__WORK REQUIRED__
Can you pick up the passage on mesenteric lymphadenopathy below and resume it from its last sentence?

__DOCUMENT EXCERPT__
Mesenteric lymphadenopathy

Infectious etiologies of mesenteric lymph node enlargement include bacterial infection, mycobacterial infectionand histoplasmosis. A large number of these cases have been reported in conjunction with HIV infection. Although lymphadenopathy is usually generalized in tuberculosis, mesenteric lymphadenitis has been described as the principal presenting problem.

Castleman disease (giant lymph node hyperplasia) is a rare condition usually observed in the mediastinum. The even rarer cases in the abdomen are most frequently retroperitoneal, but cases of isolated mesenteric disease have been reported. [22] It can be classified as unicentric or multicentric.

The etiology of Castleman disease is not well known. In addition to HIV infection, it can be seen in association with herpesvirus 8, Kaposi sarcoma, Hodgkin disease, and non-Hodgkin disease. [1]  The estimated prevalence of Castleman disease ranges from 1 in 30,000 to 1 in 100,000 in the United States. The diagnosis is generally inferred from imaging studies and confirmed with histology. The differential diagnosis includes consideration of primary lymphoid neoplasms and metastatic lymph node involvement. [23]  Sarcoid has been reported as a cause of localized bulky mesenteric lymphadenopathy as well.



No known etiologic or associated diseases have been reported in cases of primary mesenteric neoplasms. Reactive lymphadenopathy within the mesentery may be a manifestation of systemic, often infectious, disease.



Solid primary tumors of the mesentery are rare. Published reports have consisted of small numbers of cases, which makes it difficult to determine the incidence of specific tumor types. Reasonable estimates of incidence have ranged from 1 case per 200,000 to 1 case per 350,000 population. Mesenteric tumors have been described as cystic in 40-60% of cases. [24]

Numerous anecdotal reports of mesenteric lipomas in adults and children have appeared over the years, suggesting that these probably represent the most frequently encountered symptom-causing solid tumors of primary mesenteric origin.

__EXERCISE DATA__
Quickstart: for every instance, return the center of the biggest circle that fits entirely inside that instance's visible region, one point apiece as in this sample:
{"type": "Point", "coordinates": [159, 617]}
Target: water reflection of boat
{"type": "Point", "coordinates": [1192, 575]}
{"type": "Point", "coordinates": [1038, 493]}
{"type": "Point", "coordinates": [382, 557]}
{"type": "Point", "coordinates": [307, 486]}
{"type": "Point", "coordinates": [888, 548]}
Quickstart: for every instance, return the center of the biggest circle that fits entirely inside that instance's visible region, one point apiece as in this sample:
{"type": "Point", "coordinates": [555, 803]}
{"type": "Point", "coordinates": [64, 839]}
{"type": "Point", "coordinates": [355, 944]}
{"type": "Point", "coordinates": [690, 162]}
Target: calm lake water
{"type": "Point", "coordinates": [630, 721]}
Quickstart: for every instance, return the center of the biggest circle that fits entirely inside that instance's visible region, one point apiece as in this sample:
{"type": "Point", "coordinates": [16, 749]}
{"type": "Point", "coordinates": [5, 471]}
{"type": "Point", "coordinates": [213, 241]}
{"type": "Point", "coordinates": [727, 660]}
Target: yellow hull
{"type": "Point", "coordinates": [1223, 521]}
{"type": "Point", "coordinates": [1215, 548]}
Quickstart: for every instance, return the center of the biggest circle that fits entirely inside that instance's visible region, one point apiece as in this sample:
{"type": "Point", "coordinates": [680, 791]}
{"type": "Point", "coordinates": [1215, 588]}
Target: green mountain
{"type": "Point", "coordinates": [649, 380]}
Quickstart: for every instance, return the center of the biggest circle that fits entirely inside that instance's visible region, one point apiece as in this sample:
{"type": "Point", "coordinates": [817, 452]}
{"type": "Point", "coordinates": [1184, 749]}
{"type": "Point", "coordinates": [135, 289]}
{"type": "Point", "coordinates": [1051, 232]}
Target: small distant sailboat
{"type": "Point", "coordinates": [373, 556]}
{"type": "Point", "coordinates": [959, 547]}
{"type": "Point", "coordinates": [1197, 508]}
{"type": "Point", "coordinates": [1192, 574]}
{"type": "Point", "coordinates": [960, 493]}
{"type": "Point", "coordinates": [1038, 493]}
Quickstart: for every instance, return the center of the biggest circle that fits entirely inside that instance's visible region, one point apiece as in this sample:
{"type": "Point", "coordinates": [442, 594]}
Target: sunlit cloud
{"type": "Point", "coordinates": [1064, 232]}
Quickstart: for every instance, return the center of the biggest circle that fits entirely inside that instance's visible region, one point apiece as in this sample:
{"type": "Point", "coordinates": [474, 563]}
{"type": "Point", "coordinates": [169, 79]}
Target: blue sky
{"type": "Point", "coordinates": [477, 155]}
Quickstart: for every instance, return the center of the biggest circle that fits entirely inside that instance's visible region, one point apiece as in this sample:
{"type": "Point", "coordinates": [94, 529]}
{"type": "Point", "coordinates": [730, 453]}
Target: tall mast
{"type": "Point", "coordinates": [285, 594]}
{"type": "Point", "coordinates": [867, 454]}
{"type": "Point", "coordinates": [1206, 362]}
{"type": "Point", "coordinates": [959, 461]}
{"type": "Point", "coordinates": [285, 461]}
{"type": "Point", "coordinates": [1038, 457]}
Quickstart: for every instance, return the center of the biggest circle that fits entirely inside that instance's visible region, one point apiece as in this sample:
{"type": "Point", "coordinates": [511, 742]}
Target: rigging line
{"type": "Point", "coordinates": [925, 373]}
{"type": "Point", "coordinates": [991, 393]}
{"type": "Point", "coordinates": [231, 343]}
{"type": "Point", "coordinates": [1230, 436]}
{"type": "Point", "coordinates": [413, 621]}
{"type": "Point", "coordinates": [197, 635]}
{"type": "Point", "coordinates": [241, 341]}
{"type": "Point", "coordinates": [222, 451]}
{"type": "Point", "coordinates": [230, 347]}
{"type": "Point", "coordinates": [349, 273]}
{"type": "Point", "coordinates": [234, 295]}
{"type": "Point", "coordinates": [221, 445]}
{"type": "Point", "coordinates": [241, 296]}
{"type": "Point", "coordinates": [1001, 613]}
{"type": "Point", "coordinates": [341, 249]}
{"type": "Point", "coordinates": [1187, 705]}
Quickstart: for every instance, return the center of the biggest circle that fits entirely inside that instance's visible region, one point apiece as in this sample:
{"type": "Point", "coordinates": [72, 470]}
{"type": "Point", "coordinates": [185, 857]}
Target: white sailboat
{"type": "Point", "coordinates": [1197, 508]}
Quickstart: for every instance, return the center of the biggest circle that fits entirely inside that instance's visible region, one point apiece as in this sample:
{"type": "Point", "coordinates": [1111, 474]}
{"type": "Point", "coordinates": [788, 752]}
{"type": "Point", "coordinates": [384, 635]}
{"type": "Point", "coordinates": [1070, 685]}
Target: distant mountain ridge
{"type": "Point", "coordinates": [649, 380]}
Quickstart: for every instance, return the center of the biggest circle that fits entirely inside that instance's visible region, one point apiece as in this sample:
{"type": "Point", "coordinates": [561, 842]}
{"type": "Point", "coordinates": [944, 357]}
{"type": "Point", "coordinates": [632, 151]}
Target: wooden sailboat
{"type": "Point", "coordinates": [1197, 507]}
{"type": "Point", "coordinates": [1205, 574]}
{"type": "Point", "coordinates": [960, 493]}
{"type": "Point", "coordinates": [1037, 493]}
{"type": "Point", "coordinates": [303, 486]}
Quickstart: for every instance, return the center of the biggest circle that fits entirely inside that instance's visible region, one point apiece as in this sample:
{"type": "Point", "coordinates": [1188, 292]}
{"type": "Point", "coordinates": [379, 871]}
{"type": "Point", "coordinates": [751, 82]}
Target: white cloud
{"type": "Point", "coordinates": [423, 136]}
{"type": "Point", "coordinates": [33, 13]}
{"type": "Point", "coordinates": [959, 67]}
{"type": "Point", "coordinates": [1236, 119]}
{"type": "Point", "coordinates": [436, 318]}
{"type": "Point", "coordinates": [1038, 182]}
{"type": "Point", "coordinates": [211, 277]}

__TASK OUTPUT__
Malignant primary mesenteric tumors are extremely uncommon, even compared with primary malignancies of the small bowel. Published reports suggest that one third to one half of all mesenteric masses are malignant tumors. The largest case series have been from France and China. [25, 26]  Cook et al, using Surveillance, Epidemiology and End Results (SEER) program data, calculated male-to-female incidence rate ratios (IRRs) for various cancers for the period between 1975 and 2004. [27] According to their results, mesenteric cancer occurred more frequently in females than in males, with the overall male-to-female IRR for cancers of the peritoneum, omentum, and mesentery being 0.18.



The results of surgical treatment of benign cysts and solid tumors of the mesentery are very favorable. This is true of even large benign tumors, though local recurrence has been reported. Death as a consequence of benign masses, with the exception of mesenteric desmoid tumors, can be assumed to be an extremely unlikely event.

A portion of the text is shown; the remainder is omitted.